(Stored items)
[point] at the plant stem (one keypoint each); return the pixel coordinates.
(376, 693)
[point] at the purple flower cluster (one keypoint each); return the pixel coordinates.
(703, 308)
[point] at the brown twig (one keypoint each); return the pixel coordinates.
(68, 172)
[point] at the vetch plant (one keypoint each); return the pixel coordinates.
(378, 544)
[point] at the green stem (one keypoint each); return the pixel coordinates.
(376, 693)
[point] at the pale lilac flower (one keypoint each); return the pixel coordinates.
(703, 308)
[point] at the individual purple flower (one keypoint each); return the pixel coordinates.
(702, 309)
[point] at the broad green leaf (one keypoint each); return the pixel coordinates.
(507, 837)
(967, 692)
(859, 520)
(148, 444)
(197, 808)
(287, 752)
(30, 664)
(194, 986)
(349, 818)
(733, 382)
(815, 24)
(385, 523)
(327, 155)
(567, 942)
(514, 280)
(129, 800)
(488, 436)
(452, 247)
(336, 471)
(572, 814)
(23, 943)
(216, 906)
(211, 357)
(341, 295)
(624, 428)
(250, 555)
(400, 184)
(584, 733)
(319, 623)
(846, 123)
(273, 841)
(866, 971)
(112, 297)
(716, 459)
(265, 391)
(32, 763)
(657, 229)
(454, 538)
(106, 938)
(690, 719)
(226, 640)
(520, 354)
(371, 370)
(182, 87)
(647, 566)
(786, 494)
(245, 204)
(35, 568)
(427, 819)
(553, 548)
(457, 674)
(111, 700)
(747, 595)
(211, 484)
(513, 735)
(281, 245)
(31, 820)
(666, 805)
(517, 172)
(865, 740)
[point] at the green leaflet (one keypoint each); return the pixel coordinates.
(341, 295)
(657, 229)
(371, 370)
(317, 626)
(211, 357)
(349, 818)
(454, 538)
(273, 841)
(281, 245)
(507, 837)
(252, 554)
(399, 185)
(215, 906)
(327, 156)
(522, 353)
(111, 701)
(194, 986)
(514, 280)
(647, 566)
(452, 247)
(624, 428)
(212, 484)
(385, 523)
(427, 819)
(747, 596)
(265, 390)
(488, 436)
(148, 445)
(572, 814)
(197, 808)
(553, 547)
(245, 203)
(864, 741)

Instructions to follow:
Set down every line of the listing above again, exactly as given.

Task answer:
[point] at the plant stem (one keypoint each); return the pixel coordinates.
(376, 693)
[point] at the purple flower cluster (one keypoint each); return the pixel coordinates.
(703, 308)
[point] at the brown twig (one keypoint each); return the pixel coordinates.
(68, 172)
[point] at the vetch plant (one keypoint each); return the pixel coordinates.
(378, 544)
[point] at the green stem (one keypoint each); return the pixel coordinates.
(376, 693)
[point] at the pale lilac flower (one keypoint each); return the pixel coordinates.
(703, 308)
[point] at the individual purple flower (one keypoint each); return the pixel coordinates.
(702, 309)
[point] at the broad green leaf (one keypoint each); return the pixel coordinates.
(507, 837)
(967, 692)
(859, 520)
(148, 444)
(197, 808)
(287, 752)
(30, 664)
(194, 986)
(349, 818)
(733, 382)
(815, 24)
(385, 523)
(327, 155)
(567, 942)
(514, 280)
(129, 800)
(488, 436)
(452, 247)
(336, 471)
(572, 814)
(23, 943)
(216, 906)
(211, 357)
(341, 295)
(624, 428)
(250, 555)
(400, 184)
(584, 733)
(319, 623)
(846, 123)
(273, 841)
(866, 971)
(112, 297)
(716, 459)
(265, 391)
(32, 763)
(657, 229)
(454, 538)
(106, 938)
(690, 719)
(226, 640)
(520, 354)
(371, 370)
(182, 87)
(647, 566)
(786, 494)
(245, 204)
(35, 568)
(427, 819)
(553, 548)
(457, 674)
(111, 700)
(747, 595)
(211, 484)
(513, 735)
(281, 245)
(31, 820)
(666, 805)
(517, 172)
(865, 740)
[point] at the green leaflet (one keypoint each); return the pixel coordinates.
(341, 295)
(657, 229)
(371, 370)
(317, 626)
(211, 357)
(349, 818)
(454, 538)
(273, 841)
(281, 245)
(507, 837)
(252, 554)
(399, 185)
(215, 906)
(327, 156)
(522, 353)
(111, 701)
(194, 986)
(514, 280)
(647, 566)
(452, 247)
(624, 428)
(212, 484)
(385, 523)
(427, 819)
(747, 596)
(265, 390)
(488, 436)
(148, 445)
(572, 814)
(197, 808)
(553, 547)
(245, 203)
(864, 741)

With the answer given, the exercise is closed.